PROVIDED TEXT

Judaic Mythology

January 15, 2006

I was recently watching a show on PBS wherein the narrator was traveling the lands of ancient Canaan, illustrating the paths of Abraham in the book of Genesis. At one point he and his guide climbed a slope next to the Dead Sea, and, having entered a tunnel in the cliff-side, found themselves staring up an immense shaft blasted by salt. Due to a confluence of geographic and climactic factors, the pressure from the Sea will often push great fountains of salt up from the seabed through this shaft, and thence cover the plains above the cliff.

These very plains are one of the rumored locations of the ancient cities of Sodom and Gomorrah. The film crew left the tunnels and returned to the cliff top plains. The land was harsh; the uneducated eye would have no idea that salt covered all, preventing growth. Was this spray of salt perhaps the origin of the Bible's story of the destruction of these cities? Even more interesting to me, however, was the pillar of salt that the crew passed – just bigger than a person. "But Lot's wife looked back, and she became a pillar of salt" (Gen 19:26). Could this be she?

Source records
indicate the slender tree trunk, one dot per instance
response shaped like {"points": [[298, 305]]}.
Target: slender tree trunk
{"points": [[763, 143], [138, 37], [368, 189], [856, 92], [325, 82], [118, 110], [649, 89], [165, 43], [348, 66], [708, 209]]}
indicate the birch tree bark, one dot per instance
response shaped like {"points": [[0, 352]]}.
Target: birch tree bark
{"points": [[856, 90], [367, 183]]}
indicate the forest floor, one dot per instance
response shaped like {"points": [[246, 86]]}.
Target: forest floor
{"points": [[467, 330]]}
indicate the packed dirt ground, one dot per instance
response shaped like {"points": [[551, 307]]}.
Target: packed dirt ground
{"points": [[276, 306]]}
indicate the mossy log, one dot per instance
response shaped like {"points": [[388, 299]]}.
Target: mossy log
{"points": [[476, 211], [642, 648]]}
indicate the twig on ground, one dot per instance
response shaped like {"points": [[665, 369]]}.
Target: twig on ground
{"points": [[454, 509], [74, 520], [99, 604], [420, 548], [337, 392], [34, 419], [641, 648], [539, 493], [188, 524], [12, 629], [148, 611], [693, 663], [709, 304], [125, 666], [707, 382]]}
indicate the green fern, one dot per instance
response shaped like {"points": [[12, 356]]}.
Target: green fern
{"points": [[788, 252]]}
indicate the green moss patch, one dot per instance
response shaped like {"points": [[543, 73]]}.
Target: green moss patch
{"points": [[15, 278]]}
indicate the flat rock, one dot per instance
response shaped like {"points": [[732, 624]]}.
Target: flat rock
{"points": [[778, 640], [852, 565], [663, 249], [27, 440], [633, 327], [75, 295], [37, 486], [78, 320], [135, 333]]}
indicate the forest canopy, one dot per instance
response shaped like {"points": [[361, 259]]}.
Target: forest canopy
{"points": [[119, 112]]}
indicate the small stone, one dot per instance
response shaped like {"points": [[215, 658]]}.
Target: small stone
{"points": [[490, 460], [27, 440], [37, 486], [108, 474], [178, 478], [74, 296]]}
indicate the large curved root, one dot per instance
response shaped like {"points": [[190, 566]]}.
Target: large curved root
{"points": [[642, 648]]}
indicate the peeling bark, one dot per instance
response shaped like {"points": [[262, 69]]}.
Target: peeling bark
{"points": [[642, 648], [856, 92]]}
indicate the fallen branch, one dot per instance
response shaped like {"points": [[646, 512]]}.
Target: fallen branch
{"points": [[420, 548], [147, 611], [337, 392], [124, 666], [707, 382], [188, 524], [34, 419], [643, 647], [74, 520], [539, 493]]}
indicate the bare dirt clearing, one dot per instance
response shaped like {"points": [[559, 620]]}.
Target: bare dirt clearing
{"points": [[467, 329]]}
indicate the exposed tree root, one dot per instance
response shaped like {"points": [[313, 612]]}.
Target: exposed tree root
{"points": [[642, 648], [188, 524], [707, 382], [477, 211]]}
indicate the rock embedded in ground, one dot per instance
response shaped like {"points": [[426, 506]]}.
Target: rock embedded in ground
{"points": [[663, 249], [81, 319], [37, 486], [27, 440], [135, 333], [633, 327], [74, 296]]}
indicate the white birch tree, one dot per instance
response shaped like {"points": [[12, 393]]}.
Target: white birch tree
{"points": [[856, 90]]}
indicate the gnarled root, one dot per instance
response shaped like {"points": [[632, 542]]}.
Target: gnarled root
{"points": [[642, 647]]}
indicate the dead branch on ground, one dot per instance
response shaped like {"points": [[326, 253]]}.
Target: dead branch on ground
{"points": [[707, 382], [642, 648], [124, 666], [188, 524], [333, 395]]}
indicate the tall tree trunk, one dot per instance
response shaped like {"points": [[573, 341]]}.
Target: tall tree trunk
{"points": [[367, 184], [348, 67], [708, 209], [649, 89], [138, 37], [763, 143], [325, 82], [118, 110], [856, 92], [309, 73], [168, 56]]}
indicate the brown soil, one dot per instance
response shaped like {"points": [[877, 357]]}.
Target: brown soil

REQUIRED ACTION A
Summarize the Judaic Mythology text in two sentences.
REQUIRED ACTION B
Turn the paragraph of the Judaic Mythology text that begins "I was recently watching" into a bulleted list that keeps its main facts.
REQUIRED ACTION C
Repeat everything in the Judaic Mythology text from "I was recently" down to "above the cliff.".

WORKED SOLUTION A
While watching a PBS show that traced Abraham's paths in Genesis, the writer saw a shaft beside the Dead Sea through which pressure from the Sea pushes salt up to cover the plains above the cliff. These plains are a rumored location of Sodom and Gomorrah, and the writer wonders whether the salt spray inspired the Bible's story of the cities' destruction and whether a person-sized pillar of salt the crew passed could be Lot's wife.

WORKED SOLUTION B
- The writer watched a PBS show in which the narrator traveled ancient Canaan, illustrating Abraham's paths in Genesis.
- The narrator and his guide climbed a slope next to the Dead Sea and entered a tunnel in the cliff-side.
- Inside, they found an immense shaft blasted by salt.
- Because of geographic and climactic factors, pressure from the Sea often pushes great fountains of salt up from the seabed through the shaft.
- The salt then covers the plains above the cliff.

WORKED SOLUTION C
I was recently watching a show on PBS wherein the narrator was traveling the lands of ancient Canaan, illustrating the paths of Abraham in the book of Genesis. At one point he and his guide climbed a slope next to the Dead Sea, and, having entered a tunnel in the cliff-side, found themselves staring up an immense shaft blasted by salt. Due to a confluence of geographic and climactic factors, the pressure from the Sea will often push great fountains of salt up from the seabed through this shaft, and thence cover the plains above the cliff.